• [SHORT TASK 1] In the half-marathon training article, reproduce the passage that begins with the words "Training to run" and ends after the words "on race day?".
• [SHORT TASK 2] List every passage that the half-marathon training article encloses in quotation marks as words spoken by Ives.
• [SHORT TASK 3] Pick up the half-marathon training article after its last sentence and write the next part.

4 Biggest Half-Marathon Training Mistakes and How to Avoid Them

Training to run 13.1 miles is a challenge, particularly if you haven't tackled the distance before.

The same routines and strategies that may have worked for your 5K or 10K just don't apply when training for a half marathon.

So how do you avoid the most common half-marathon training mistakes—running too fast, too soon; not enough recovery days, etc.—and ensure you run and feel your best on race day?

We asked masters runner and coach Art Ives for his strategies to avoid the most common half-marathon training blunders, and show you how to apply them to your own training.

More: 13.1 Reasons to Run a Half Marathon

Mistake No. 1: Lack of a Race Pace

In a distance race, the right race pace is often the difference between a personal record and serious injury. According to Ives, runners who try to go out too fast will often not be able to finish the race.

"I've seen runners spend all of their half marathon energy in the first mile or two," Ives said.

On the other hand, if a runner takes it too slow? "He will finish the race far from his potential," Ives said.

So what do you do? Ives believes the key is learning to pace yourself long before race day.

Ives recommends incorporating longer weekly tempo runs that are completed with an effort that's within 30 seconds of your desired race pace.

Mistake No. 2: Too Many Miles, Too Quickly

A long run puts a lot of stress on the body. If mileage is increased too quickly, or if the body is not allowed to recover adequately between runs, it will not have enough time to adapt, and injuries can occur.

"Mileage training should be consistent," Ives said. "Build a foundation of low and moderate mileage runs before adding longer distances to your training program."

A good rule of thumb is to follow the 10 percent rule: Never increase weekly mileage by more than 10 percent each week.

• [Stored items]
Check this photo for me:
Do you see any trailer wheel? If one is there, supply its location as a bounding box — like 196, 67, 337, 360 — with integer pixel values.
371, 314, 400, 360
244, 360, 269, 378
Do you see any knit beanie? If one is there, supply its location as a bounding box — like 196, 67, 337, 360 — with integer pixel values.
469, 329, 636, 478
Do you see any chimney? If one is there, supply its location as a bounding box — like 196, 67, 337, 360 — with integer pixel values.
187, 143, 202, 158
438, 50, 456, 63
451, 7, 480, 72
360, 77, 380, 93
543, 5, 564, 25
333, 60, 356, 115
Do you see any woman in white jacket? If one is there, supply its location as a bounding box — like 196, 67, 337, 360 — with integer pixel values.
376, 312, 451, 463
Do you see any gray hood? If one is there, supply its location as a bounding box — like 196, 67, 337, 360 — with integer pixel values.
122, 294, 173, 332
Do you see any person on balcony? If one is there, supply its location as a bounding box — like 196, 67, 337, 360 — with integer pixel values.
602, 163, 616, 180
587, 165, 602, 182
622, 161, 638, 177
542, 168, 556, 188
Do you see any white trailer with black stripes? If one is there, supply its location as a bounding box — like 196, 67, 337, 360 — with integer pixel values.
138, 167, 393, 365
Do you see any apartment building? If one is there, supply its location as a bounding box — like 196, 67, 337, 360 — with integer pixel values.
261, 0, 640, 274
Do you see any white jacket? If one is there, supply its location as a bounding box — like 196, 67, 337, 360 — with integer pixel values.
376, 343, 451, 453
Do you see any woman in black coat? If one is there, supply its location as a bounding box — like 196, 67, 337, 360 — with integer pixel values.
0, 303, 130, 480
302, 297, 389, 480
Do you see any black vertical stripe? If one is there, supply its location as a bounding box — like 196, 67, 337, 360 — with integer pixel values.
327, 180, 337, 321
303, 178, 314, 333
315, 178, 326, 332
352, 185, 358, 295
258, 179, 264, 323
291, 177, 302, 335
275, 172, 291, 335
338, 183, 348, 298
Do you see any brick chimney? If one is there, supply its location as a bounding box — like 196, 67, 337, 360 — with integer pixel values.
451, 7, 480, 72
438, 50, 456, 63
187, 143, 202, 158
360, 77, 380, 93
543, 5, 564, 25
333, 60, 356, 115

• [TASK RESPONSE 1]
Training to run 13.1 miles is a challenge, particularly if you haven't tackled the distance before.

The same routines and strategies that may have worked for your 5K or 10K just don't apply when training for a half marathon.

So how do you avoid the most common half-marathon training mistakes—running too fast, too soon; not enough recovery days, etc.—and ensure you run and feel your best on race day?

• [TASK RESPONSE 2]
- I've seen runners spend all of their half marathon energy in the first mile or two
- He will finish the race far from his potential
- Mileage training should be consistent
- Build a foundation of low and moderate mileage runs before adding longer distances to your training program.

• [TASK RESPONSE 3]
"If runners can learn to 'hold back' and keep running," Ives said, "they can eventually get to wherever they want to go."

More: 10 Long-Distance Running Blunders

Mistake No. 3: Too Many Sets of Intervals

Many runners fantasize about what it would look like to cross the finish line first. Attempt to develop speed too quickly, however, and you may not cross the finish line at all.

According to Ives, "It's important to build speed slowly." Choosing a training program that incorporates high-volume intervals in the early weeks of the program will put too much pressure on the body.

"Stay away from complex or demanding intervals," Ives suggested. "I see a lot of the smartest running coaches out there suggest a high amount of intervals. But the key is to be consistent."

Mistake No. 4: Fixing What Isn't Broken

Before starting any half marathon training program, a runner should first make a good assessment of where he/she is as a runner. By building on the foundation that is already in place, less pressure is put on the body to change quickly, and fewer injuries will occur.

Ives suggests runners build in some transition time before starting any training program. "Allow for a 3 to 6 week window before getting into your program."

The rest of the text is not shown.